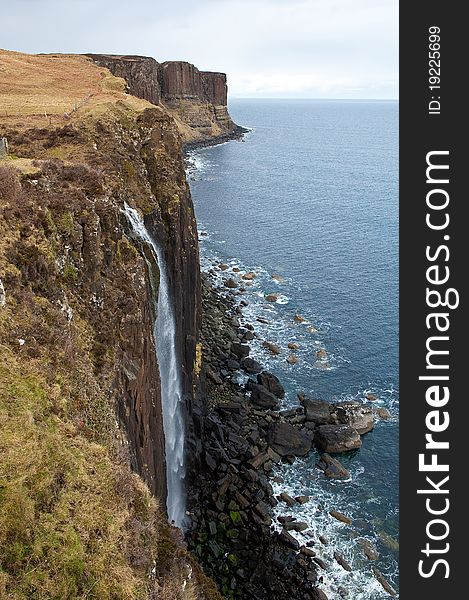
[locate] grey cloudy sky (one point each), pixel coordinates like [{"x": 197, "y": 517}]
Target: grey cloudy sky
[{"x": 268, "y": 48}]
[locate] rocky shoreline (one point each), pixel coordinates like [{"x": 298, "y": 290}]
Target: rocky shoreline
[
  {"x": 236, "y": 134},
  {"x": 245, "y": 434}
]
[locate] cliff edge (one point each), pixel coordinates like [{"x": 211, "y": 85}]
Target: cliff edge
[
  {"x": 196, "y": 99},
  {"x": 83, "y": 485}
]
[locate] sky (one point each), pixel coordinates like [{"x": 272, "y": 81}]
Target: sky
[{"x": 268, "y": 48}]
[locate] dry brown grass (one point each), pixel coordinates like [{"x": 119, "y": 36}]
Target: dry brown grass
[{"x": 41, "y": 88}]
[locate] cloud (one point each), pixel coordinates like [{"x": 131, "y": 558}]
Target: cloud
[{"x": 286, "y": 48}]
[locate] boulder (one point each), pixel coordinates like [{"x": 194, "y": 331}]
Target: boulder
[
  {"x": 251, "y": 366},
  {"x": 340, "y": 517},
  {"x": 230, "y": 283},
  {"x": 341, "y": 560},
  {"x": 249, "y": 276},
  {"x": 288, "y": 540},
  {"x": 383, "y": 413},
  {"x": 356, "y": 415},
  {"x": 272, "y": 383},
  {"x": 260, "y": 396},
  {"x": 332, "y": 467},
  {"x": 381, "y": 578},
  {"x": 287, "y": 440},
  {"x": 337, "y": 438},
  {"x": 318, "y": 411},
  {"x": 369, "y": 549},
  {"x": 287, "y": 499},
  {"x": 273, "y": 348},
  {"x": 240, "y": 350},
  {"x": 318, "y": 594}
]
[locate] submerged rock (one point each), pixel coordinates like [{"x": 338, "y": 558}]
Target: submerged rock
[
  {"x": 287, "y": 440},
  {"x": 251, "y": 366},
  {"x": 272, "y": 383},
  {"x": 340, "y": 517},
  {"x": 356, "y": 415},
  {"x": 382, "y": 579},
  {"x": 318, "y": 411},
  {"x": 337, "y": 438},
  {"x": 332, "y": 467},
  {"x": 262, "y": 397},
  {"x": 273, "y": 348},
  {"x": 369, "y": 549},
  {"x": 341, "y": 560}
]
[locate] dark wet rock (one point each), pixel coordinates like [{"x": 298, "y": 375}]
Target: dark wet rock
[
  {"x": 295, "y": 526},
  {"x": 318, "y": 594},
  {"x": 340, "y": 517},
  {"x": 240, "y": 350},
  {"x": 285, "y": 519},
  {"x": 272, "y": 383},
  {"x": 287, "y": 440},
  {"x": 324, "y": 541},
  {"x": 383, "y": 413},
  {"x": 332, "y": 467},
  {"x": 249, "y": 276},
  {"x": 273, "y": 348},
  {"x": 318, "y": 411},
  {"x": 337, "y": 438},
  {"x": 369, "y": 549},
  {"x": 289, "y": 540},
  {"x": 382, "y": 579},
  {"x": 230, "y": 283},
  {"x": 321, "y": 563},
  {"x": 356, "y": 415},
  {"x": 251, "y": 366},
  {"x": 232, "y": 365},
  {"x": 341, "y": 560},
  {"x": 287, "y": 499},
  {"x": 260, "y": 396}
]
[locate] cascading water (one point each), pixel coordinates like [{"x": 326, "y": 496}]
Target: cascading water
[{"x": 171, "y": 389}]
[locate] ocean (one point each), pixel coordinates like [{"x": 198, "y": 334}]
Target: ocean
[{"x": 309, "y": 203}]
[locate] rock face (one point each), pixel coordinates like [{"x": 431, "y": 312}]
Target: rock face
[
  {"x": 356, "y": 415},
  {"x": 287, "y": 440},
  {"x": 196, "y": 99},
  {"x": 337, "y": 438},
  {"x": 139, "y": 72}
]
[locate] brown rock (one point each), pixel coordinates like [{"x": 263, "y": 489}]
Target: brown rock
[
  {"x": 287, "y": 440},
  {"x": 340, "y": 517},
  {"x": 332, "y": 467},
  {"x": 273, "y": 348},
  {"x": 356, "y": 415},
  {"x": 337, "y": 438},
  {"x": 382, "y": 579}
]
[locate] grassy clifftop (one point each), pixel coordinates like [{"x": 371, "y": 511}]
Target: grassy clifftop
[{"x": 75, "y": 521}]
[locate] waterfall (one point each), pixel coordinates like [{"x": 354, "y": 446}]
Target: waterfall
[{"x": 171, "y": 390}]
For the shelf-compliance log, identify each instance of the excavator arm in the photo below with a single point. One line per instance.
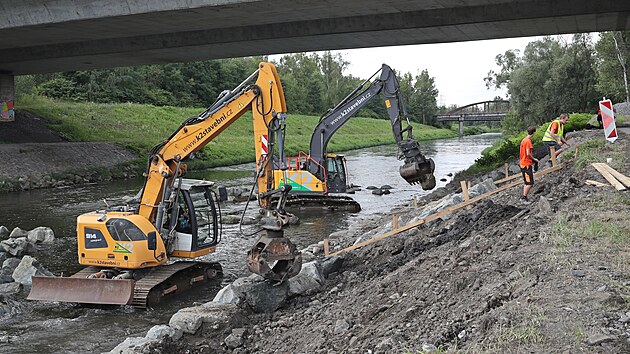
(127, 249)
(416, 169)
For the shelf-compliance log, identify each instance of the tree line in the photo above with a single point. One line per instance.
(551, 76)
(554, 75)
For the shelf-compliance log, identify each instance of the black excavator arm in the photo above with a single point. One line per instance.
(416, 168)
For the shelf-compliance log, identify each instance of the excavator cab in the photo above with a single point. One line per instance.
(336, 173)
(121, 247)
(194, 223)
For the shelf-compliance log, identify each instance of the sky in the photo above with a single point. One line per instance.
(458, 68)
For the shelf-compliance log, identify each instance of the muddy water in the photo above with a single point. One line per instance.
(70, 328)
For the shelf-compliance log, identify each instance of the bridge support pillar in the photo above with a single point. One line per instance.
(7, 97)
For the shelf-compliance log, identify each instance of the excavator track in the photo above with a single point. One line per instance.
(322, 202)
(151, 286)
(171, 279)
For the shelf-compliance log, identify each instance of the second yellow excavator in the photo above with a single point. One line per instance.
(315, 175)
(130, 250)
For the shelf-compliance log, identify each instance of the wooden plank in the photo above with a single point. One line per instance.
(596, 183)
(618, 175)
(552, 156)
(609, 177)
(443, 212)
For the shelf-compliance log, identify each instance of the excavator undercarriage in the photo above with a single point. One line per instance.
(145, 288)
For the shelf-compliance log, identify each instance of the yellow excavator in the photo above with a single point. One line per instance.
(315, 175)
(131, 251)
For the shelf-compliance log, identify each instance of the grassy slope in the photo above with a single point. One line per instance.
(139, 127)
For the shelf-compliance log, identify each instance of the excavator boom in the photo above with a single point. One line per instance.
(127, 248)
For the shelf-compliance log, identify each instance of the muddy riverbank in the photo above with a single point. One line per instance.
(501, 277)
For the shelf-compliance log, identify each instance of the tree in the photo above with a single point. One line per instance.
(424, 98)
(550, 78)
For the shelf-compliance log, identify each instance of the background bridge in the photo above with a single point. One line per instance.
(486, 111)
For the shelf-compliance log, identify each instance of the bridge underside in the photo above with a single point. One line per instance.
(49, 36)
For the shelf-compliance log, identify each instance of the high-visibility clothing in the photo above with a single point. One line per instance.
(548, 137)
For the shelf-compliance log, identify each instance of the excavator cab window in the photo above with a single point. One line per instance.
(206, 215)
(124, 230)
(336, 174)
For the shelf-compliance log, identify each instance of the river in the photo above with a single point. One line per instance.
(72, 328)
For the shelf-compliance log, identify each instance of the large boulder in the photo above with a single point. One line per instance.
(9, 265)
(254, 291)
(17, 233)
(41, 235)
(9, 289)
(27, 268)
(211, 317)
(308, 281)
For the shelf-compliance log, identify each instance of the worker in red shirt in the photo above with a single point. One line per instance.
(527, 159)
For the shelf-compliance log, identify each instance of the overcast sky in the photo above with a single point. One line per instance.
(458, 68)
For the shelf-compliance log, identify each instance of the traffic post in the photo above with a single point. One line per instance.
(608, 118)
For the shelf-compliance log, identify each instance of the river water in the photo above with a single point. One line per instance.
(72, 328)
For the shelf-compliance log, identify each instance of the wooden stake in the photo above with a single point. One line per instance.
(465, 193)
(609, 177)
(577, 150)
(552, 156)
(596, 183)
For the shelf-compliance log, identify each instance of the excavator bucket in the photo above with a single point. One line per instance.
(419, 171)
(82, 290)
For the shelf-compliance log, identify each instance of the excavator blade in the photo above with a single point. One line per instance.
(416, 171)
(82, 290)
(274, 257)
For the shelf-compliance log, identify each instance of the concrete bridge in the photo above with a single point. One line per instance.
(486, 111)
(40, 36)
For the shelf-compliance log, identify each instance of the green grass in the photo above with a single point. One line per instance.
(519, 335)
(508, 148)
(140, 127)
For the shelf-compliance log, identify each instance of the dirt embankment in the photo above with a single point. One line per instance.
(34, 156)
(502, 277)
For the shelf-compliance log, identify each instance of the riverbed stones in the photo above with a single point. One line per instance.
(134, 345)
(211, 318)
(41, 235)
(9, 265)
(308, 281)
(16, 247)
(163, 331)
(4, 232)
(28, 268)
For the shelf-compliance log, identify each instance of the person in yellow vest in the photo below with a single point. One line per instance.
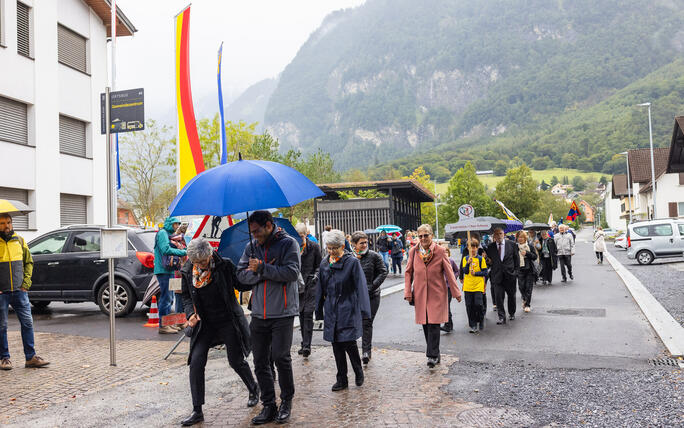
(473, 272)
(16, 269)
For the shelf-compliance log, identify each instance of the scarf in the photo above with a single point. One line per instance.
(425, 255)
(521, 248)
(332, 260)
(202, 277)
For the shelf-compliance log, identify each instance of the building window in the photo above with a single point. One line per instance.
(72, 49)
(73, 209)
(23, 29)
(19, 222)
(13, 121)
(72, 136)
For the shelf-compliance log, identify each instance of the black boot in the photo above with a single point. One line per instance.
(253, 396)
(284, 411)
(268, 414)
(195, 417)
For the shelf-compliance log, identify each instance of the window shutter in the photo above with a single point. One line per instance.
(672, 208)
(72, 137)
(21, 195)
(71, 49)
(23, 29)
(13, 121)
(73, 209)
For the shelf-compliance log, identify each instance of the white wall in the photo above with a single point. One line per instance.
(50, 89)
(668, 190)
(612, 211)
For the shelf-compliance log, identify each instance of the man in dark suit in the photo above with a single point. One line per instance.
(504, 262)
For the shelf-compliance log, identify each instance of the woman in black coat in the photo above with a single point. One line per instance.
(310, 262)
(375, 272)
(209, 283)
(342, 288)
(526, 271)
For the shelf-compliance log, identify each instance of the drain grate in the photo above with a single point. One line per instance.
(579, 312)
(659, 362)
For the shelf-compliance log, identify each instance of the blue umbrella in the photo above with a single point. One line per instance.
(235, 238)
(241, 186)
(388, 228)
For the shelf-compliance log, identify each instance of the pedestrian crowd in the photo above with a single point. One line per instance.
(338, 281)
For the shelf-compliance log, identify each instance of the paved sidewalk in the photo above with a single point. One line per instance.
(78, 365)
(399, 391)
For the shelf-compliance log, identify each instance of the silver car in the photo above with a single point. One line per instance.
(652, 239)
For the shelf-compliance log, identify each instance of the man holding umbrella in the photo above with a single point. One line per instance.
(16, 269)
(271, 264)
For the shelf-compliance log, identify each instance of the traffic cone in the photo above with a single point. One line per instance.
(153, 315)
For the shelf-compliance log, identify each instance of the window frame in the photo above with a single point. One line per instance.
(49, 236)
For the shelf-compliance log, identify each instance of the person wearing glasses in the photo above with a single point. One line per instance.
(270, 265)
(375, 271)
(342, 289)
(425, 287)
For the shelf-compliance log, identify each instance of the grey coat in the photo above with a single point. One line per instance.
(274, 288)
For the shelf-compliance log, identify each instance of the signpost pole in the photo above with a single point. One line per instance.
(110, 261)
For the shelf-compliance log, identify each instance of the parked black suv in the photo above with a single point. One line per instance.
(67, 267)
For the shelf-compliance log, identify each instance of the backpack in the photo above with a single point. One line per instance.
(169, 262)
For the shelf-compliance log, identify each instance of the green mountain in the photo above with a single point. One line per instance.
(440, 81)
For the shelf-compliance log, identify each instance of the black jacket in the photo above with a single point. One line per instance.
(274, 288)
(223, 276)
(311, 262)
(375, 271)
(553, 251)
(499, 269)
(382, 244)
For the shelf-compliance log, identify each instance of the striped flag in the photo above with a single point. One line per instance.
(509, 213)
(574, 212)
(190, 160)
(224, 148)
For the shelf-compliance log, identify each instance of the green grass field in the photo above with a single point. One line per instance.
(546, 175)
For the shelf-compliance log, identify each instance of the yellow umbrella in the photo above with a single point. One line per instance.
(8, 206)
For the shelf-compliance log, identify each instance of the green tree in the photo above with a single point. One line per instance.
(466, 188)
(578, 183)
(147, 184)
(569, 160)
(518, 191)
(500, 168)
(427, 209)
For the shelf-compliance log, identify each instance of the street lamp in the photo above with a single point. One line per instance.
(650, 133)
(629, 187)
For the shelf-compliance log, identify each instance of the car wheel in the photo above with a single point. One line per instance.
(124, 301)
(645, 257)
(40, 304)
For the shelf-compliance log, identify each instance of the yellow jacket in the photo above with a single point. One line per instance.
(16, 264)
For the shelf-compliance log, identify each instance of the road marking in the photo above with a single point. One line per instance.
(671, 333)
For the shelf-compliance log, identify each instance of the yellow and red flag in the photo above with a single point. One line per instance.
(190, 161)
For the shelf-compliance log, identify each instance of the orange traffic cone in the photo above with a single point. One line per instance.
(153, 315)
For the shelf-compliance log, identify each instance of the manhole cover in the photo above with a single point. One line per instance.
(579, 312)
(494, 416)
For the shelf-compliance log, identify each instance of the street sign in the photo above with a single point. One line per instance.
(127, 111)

### TASK TO CARRY OUT
Give again only the lines of the material above that run from the one with "the yellow jacket" through the end, both included, exactly as they appear.

### EXERCISE RESULT
For the shelf-compliance log, identify each instance of the yellow jacket in the photo above with a single point. One line per instance.
(16, 264)
For the shelf-compliance log, identify each instance of the road marking in the photo above with a single point. One line per instance.
(671, 333)
For the shelf-compliance log, identify each instance of the yellow and red flag in the photo above with a single point. One line per instance.
(190, 161)
For the shelf-compliance log, identify each instance of the orange traffic cone in the photo above with a single point. One line per instance.
(153, 315)
For the shelf-compliance log, identify each instance of the manhole cover in the photo above with a single point. One line per instance.
(579, 312)
(494, 416)
For the shelf-compliance log, identify each instance of the street sign in the photo above with a single point. One line per instance.
(127, 111)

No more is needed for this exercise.